THINGS TO DO
1. From the post on the MacPractice MD Server's connections to Updox, list every figure given for the traffic between that server and the Updox address over the 24-hour period.
2. Reproduce the part of the post on the MacPractice MD Server's connections to Updox that runs between "I was troubleshooting" and "Server Phoning Home.", inclusive.
*** PASSAGE PROVIDED ***
I was troubleshooting a MacPractice MD Server the other day for a client. I noticed some strange behavior and decided to look at some network statistics. I found an established connection to an address that resolved to an Updox server. Updox is integrated into MacPractice MD as a paid extra of sorts. You can read more about Updox and their relationship with MacPractice on the Updox website. The fact that the software is phoning a vendor’s business partner instead of the vendor directly is why I have titled this entry as Your MacPractice MD Server Phoning a Friend instead of Your MacPractice MD Server Phoning Home.
The real issue with these connections is that the client I was working for did not pay for that extra feature. They had no contract with Updox and had no business purpose to communicate with them. They had previously expressed interest in using Updox with MacPractice MD for electronic FAX but did not pursue it after checking out the cost. No trial was ever started. Why was this MacPractice MD Server connecting to Updox servers? I met with my contact and explained what I found. I was curious and wanted to find out more. Ultimately this was not the cause or a symptom of the problem which I had been contacted to solve. I didn’t seek written permission to capture and analyze network traffic (I didn’t want to open a can of worms over my own curiosity.) but I did ask for permission to access the Cisco Meraki hardware and logs. The client and network administrator were more than willing to let me look further into this if I wanted to. Hell yes I did.
The connections from the MacPractice MD Server to Updox happened regularly and were over port 443 to 188.8.131.52. That IP address resolved to myupdox.com. Although I did not capture and dissect any network traffic I was able to verify that the IP address was listening for https on port 443 by establishing a connection with my own Mac. It was expected but worth verifying. In a 24 hour period the Meraki Security Appliance logged 1440 flows between the MacPractice MD Server and this IP address. (Note: A flow is defined by the firewall as one connection socket. https://documentation.meraki.com/MR/Firewall_and_Traffic_Shaping/Traffic_Analytics_and_the_Layer_7_Firewall) The number 1440 reeks of automation. It also seems excessive. Over the 24 hour period a total of 5.5MB was transferred between these two machines and about 2.5MB of that was egress traffic. Not a whole lot of action. With 100% certainty I can say that the MacPractice MD Server makes these connections. Any assumptions beyond that are just those – Assumptions.
I would love to set up a test MacPractice MD Server with ZAP or Burp Proxy to have a better idea of what’s going on inside of those connections. I’m unable to test any hypothesis I may have about this until I’m essentially gifted a MacPractice MD Server license. Ideally I would be able to research this issue to either confirm my hunch that this traffic is benign or to be gifted with a juicy surprise. I’ve ragged on MacPractice before for a handful of reasons. Nevertheless it would be fun to find out what exactly is going on and potentially fix an issue. Even if it’s just for tidiness.
*** End of PASSAGE PROVIDED ***
*** ENTRIES PROVIDED ***
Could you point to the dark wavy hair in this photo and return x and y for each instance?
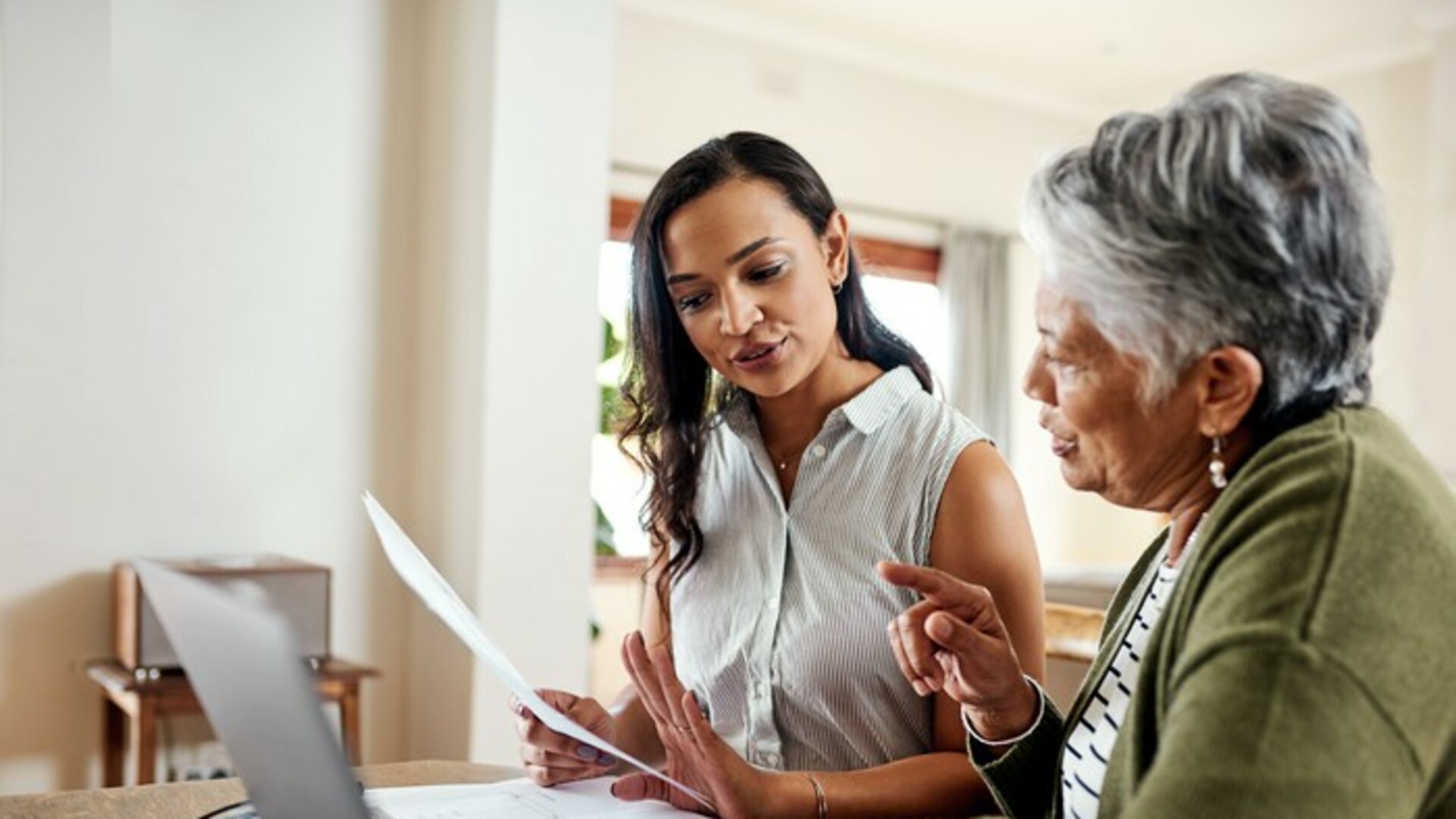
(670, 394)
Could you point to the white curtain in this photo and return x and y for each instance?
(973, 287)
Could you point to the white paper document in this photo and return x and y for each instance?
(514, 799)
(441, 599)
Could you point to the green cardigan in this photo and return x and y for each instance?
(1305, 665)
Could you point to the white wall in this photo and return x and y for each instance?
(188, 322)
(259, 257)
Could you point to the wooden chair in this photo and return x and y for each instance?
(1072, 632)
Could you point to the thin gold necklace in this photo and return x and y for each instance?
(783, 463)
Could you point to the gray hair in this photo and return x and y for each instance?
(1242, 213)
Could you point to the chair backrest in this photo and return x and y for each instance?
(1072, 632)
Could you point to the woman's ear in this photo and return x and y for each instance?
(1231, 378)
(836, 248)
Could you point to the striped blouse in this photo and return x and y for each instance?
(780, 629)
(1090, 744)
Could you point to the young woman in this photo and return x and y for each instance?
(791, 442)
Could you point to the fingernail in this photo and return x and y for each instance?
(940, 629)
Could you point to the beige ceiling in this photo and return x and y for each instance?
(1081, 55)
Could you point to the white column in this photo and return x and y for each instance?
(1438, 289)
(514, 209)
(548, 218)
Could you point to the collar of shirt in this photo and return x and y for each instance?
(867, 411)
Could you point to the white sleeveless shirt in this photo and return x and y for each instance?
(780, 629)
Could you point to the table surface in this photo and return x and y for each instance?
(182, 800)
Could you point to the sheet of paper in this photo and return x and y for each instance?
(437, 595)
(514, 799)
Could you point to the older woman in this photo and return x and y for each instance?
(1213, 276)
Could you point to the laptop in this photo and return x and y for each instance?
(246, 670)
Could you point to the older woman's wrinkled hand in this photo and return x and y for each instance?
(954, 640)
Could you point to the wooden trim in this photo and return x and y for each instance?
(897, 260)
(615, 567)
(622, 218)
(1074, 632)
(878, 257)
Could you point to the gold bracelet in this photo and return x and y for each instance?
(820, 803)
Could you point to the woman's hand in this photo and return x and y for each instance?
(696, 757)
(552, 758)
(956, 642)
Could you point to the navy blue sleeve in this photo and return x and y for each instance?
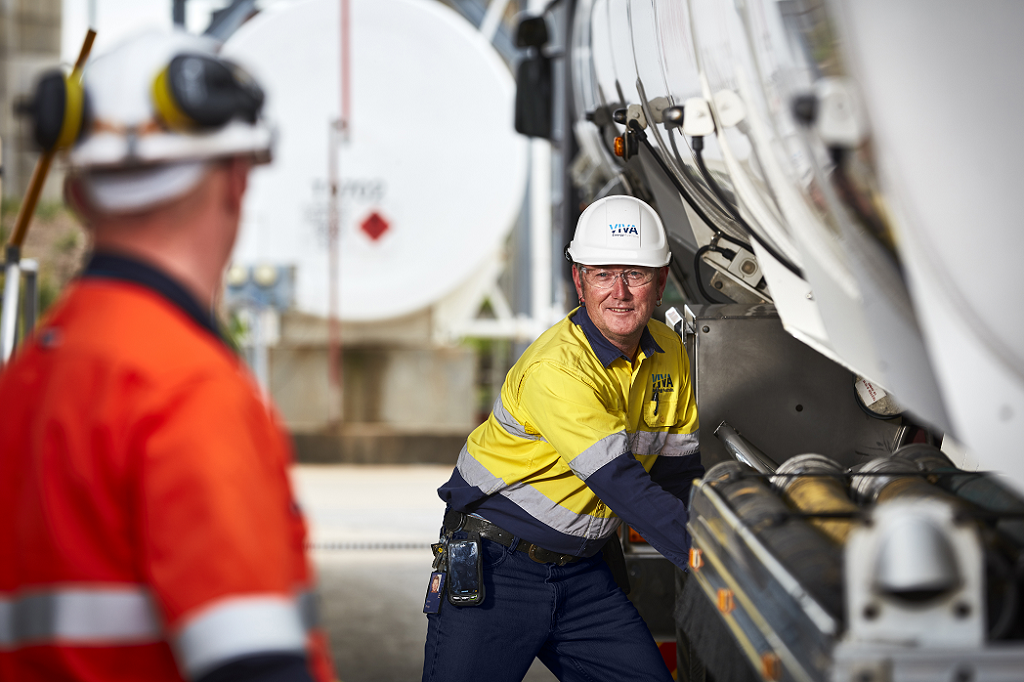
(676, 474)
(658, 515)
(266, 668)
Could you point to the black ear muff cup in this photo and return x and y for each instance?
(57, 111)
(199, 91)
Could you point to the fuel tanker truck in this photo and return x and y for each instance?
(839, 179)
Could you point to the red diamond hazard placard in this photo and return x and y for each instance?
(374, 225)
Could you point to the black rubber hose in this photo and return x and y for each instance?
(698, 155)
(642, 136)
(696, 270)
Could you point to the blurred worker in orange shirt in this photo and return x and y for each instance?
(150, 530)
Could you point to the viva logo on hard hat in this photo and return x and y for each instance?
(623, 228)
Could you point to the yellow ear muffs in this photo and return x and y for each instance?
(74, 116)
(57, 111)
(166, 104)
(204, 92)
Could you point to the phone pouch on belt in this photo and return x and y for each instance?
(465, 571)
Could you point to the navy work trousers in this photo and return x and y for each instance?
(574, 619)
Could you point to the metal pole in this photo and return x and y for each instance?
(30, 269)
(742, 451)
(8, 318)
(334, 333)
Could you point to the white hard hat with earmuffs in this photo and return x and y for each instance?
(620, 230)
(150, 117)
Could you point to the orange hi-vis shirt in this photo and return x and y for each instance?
*** End of ENTRIES PROVIDED ***
RESPONSES PER TASK
1.
- 1440 flows
- A total of 5.5MB transferred
- About 2.5MB of egress traffic

2.
I was troubleshooting a MacPractice MD Server the other day for a client. I noticed some strange behavior and decided to look at some network statistics. I found an established connection to an address that resolved to an Updox server. Updox is integrated into MacPractice MD as a paid extra of sorts. You can read more about Updox and their relationship with MacPractice on the Updox website. The fact that the software is phoning a vendor’s business partner instead of the vendor directly is why I have titled this entry as Your MacPractice MD Server Phoning a Friend instead of Your MacPractice MD Server Phoning Home.